---------- Selected extract

It’s not what I’m saying. Yes, of course there are ambiguities, and of course people have different opinions of things. However, I was playing a game that I felt operated within certain conventions, and when I encountered something that broke those conventions then it changed the nature of the game I was playing. If I were playing a game that was altogether darker in theme, then I’d be OK with torture because it was in context (even though I’m not OK with it in real life). This was just not in context. This isn’t an argument about good and evil, it’s about being asked to do something I didn’t want to do for no apparently justifiable reason, and what this says about the standards of the people who asked me to do it.
That would actually break expectations, though I don’t think that’s necessarily a bad thing. It’d break expectations because Harry Potter doesn’t, to my knowledge (I’ve only seen the movies, so don’t know much about the last two books in the series), already engage in things worse than kidnapping Hermione and raping her or whatever. This is fundamentally different from WoW, where you’re already engaging in simulated mass murder regardless of which faction you play on.
>In other words, to echo a previous poster, Harry Potter has a “speed limit 55″ sign, whereas you seem to want WoW to have a “speed limit up to 55 or over 105″.
I want WoW to have the same speed limit throughout. In some areas it might be slower, and in other areas faster, but there is an overall limit. If all previous content has been at 55mph or slower, then suddenly something comes out at 105mph, then that’s going to change my driving experience somewhat. Now some people may have thought the limit was 105mph all along, and be glad that finally they got out of that tiresome 55mph zone. Others, though, were playing in the belief that it was 55mph, and if it suddenly goes to 105mph for no good reason, well that’s going to affect them.
Richard
about 1 year ago
Sheepherder>Blizzard is trying to draw parallels between the player and Arthas, who is an evil badass because of his quest for revenge, zealotry, and his misguided attempts to save Lordaeron from the Burning Legion and the Scourge.
>The problem is that they’re really bad at it.
This is it in a nutshell.
Richard
about 1 year ago
Philosophically, I don’t have a big problem with torture in certain circumstances. I had no trouble doing this quest.
As others have pointed out, the quest is not necessary to finish the game. Does it lock a person out of content if they opt not to do it? A little, but nothing vital.
What is the difference between Richard’s objections and a PETA member’s objections to slaughtering animals?
I see no difference.
about 1 year ago
The game’s culture is steeped in torture. Have you ever been in Barrens chant?!
about 1 year ago
Richard Bartle>Are there any saying it’s enhanced it?
It’s something that has disturbed some players (but not all), but up until now I haven’t seen anyone saying that they enjoyed torturing the prisoner; those who don’t object to it seem to take it in their stride, but they’re not raving about how great it is you can torture people in WoW.<
They’re not praising that quest because it was lame. I had to kill like 10 guys before one finally talked. At the time, the quest felt pretty run-of-the-mill, and I never thought twice about the “torture” aspect. I found the killing of civilians/prisoners to be much more objectionable (not that I personally had any problems with that, either).

--------------------

Requirements:
(1) From the discussion of the torture quest, set down the passage that begins at the words "I want WoW to" and stops after "and the Scourge.".
(2) In the discussion of the torture quest, one commenter explains why players are not praising the quest. Give that explanation in one to three sentences.
(3) Extend the discussion of the torture quest, starting after its final sentence.
The data that follow come from a separate source and are unrelated to the discussion of the torture quest.

---------- Records provided

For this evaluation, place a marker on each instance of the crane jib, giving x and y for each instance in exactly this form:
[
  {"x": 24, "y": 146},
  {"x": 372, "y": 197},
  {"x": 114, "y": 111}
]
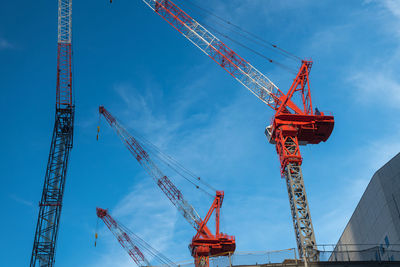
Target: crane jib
[{"x": 240, "y": 69}]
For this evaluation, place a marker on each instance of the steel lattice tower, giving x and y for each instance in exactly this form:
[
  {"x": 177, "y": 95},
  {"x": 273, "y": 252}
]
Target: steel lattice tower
[{"x": 53, "y": 189}]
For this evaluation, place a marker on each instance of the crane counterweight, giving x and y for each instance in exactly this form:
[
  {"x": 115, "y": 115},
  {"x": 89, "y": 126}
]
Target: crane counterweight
[{"x": 204, "y": 244}]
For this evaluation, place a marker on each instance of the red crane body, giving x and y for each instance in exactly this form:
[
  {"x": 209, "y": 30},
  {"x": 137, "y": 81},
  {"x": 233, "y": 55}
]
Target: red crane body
[
  {"x": 292, "y": 126},
  {"x": 204, "y": 243}
]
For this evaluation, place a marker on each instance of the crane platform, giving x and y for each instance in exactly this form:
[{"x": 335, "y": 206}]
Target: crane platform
[{"x": 328, "y": 264}]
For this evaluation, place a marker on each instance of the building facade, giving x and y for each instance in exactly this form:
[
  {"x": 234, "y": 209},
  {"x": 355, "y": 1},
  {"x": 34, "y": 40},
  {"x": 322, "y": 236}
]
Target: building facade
[{"x": 373, "y": 231}]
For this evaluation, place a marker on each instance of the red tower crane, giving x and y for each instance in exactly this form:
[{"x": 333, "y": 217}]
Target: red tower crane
[
  {"x": 293, "y": 124},
  {"x": 44, "y": 245},
  {"x": 204, "y": 243},
  {"x": 133, "y": 244}
]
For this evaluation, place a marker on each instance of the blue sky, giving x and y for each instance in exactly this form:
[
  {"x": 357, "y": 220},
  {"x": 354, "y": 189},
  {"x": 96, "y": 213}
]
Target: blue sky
[{"x": 155, "y": 81}]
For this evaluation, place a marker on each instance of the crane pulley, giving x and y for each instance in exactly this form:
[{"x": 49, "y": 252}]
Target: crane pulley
[{"x": 204, "y": 243}]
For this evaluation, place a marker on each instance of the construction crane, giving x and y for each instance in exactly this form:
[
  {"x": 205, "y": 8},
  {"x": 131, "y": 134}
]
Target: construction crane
[
  {"x": 293, "y": 124},
  {"x": 50, "y": 205},
  {"x": 133, "y": 244},
  {"x": 204, "y": 244}
]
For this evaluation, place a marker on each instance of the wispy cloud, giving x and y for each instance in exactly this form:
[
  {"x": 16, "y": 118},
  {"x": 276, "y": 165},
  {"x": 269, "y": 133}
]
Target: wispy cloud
[
  {"x": 376, "y": 88},
  {"x": 5, "y": 44}
]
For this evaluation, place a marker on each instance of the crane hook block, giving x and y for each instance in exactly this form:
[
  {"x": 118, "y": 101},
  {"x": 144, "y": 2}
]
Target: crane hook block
[{"x": 97, "y": 136}]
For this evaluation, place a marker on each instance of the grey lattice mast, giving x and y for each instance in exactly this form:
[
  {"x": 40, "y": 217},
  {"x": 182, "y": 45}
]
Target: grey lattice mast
[{"x": 44, "y": 246}]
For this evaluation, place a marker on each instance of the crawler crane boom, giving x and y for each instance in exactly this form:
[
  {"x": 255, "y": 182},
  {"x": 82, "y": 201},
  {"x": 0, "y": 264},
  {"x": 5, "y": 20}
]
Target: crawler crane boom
[
  {"x": 132, "y": 244},
  {"x": 204, "y": 243},
  {"x": 293, "y": 124}
]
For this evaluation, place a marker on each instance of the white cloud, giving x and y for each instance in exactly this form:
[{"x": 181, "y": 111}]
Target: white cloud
[
  {"x": 376, "y": 87},
  {"x": 393, "y": 6}
]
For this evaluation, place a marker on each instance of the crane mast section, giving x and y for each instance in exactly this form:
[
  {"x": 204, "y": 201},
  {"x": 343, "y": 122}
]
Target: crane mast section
[
  {"x": 64, "y": 21},
  {"x": 163, "y": 182},
  {"x": 240, "y": 69},
  {"x": 50, "y": 205}
]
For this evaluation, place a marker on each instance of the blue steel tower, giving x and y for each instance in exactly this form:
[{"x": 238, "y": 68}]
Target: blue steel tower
[{"x": 44, "y": 246}]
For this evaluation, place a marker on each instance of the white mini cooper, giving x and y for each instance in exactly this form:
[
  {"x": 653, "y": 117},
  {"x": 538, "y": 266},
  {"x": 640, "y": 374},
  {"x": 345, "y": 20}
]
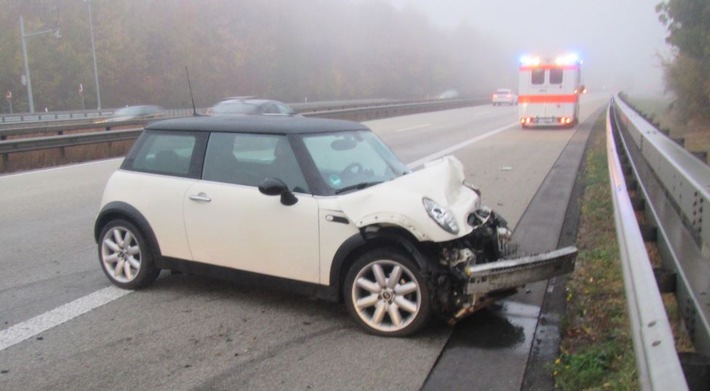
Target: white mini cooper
[{"x": 320, "y": 202}]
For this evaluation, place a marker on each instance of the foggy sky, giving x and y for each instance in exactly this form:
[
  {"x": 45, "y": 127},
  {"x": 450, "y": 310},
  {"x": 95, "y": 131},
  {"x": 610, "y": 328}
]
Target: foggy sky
[{"x": 619, "y": 40}]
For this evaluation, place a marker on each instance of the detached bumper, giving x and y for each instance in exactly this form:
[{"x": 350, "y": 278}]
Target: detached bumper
[{"x": 515, "y": 273}]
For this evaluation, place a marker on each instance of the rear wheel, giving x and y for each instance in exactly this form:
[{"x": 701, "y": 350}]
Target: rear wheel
[
  {"x": 125, "y": 256},
  {"x": 386, "y": 294}
]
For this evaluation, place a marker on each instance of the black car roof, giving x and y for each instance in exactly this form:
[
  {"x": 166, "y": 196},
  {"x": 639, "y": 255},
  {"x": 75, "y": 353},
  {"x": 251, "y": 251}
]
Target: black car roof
[{"x": 256, "y": 124}]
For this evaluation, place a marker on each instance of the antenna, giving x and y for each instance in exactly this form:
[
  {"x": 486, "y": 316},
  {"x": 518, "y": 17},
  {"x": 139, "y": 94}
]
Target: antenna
[{"x": 194, "y": 110}]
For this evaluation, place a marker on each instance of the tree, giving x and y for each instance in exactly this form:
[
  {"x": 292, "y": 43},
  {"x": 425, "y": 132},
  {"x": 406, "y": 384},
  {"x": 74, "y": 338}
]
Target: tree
[{"x": 687, "y": 73}]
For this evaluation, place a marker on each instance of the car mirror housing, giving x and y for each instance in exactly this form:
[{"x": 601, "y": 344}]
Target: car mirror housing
[{"x": 275, "y": 186}]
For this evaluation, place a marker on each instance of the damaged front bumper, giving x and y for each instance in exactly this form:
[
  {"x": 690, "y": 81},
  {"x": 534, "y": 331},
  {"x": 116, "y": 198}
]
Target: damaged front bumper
[
  {"x": 513, "y": 273},
  {"x": 493, "y": 281}
]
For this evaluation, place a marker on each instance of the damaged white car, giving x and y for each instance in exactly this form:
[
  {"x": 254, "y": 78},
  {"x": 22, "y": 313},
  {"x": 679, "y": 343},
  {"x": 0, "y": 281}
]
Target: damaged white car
[{"x": 323, "y": 203}]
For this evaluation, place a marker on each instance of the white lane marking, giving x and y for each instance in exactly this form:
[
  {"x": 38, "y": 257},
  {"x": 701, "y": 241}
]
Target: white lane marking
[
  {"x": 458, "y": 146},
  {"x": 413, "y": 128},
  {"x": 40, "y": 323},
  {"x": 50, "y": 169}
]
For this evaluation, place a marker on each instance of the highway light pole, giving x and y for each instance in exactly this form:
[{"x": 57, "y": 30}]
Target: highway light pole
[
  {"x": 93, "y": 52},
  {"x": 24, "y": 55}
]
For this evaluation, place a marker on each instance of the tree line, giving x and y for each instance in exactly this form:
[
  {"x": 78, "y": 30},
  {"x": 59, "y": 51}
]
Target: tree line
[
  {"x": 687, "y": 73},
  {"x": 282, "y": 49}
]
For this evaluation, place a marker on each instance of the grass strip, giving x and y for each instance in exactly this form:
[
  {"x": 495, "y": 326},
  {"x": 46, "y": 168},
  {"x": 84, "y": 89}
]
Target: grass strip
[{"x": 596, "y": 352}]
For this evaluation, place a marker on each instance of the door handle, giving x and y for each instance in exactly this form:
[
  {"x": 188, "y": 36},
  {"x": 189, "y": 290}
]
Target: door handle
[{"x": 201, "y": 197}]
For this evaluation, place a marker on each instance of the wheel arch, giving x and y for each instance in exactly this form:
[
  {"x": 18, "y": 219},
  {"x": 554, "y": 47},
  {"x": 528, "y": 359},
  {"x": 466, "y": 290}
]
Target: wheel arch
[
  {"x": 121, "y": 210},
  {"x": 369, "y": 238}
]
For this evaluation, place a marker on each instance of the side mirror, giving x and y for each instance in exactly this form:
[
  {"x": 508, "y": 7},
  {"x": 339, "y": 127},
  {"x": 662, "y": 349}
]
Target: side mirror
[{"x": 275, "y": 186}]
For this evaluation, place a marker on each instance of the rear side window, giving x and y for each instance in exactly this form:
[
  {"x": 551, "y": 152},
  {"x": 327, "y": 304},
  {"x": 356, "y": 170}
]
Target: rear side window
[
  {"x": 556, "y": 76},
  {"x": 537, "y": 76},
  {"x": 167, "y": 153}
]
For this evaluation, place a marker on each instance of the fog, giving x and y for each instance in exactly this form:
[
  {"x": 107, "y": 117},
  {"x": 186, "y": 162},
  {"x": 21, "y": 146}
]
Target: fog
[{"x": 620, "y": 41}]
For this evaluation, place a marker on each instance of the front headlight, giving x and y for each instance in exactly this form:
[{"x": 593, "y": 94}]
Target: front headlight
[{"x": 442, "y": 216}]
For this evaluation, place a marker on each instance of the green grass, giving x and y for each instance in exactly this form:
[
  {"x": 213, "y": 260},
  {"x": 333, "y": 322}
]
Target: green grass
[{"x": 596, "y": 349}]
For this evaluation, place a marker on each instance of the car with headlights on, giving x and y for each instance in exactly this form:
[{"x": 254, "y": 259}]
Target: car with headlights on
[
  {"x": 135, "y": 113},
  {"x": 322, "y": 204},
  {"x": 504, "y": 96},
  {"x": 251, "y": 106}
]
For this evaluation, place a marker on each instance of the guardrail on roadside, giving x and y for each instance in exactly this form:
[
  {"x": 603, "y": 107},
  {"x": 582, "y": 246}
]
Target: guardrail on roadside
[
  {"x": 656, "y": 358},
  {"x": 356, "y": 112}
]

--------------------

Task responses:
(1)
I want WoW to have the same speed limit throughout. In some areas it might be slower, and in other areas faster, but there is an overall limit. If all previous content has been at 55mph or slower, then suddenly something comes out at 105mph, then that’s going to change my driving experience somewhat. Now some people may have thought the limit was 105mph all along, and be glad that finally they got out of that tiresome 55mph zone. Others, though, were playing in the belief that it was 55mph, and if it suddenly goes to 105mph for no good reason, well that’s going to affect them.
Richard
about 1 year ago
Sheepherder>Blizzard is trying to draw parallels between the player and Arthas, who is an evil badass because of his quest for revenge, zealotry, and his misguided attempts to save Lordaeron from the Burning Legion and the Scourge.

(2) Players are not praising it because the quest was lame. The commenter had to kill about ten guys before one finally talked, and at the time the quest felt run-of-the-mill.

(3)
Personally, I thoroughly enjoyed the Death Knight starting quests. I thought it really helped set the mood that you were starting off the game as ‘the bad guy,’ whereas with every other class/race it’s not as black and white. I also thought it was ballsy of Blizzard to handle it the way they did – which, while not being particularly ‘mature,’
was a little more than I would have expected in WoW (although, for comparison, it’d be fairly tame for Diablo).
So, did it enhance view of Blizzard? In a way, yes. But I’d still play WoW, regardless, I still plan on buying SC2 and D3, and the sum of it’s effect is negligible at best.
Note – I haven’t done any of the other “torture,” quests, but at least I’ve actually experienced the one I talk about.
about 1 year ago
Xanthippe>Philosophically, I don’t have a big problem with torture in certain circumstances. I had no trouble doing this quest.
What if the guy hadn’t known the answer to your question, and had died after a few pokes with the pain stick? Would that have been disturbing? Or is the basis of your argument that it’s not a real person being tortured, so it’s (literally!) immaterial?
>What is the difference between Richard’s objections and a PETA member’s objections to slaughtering animals?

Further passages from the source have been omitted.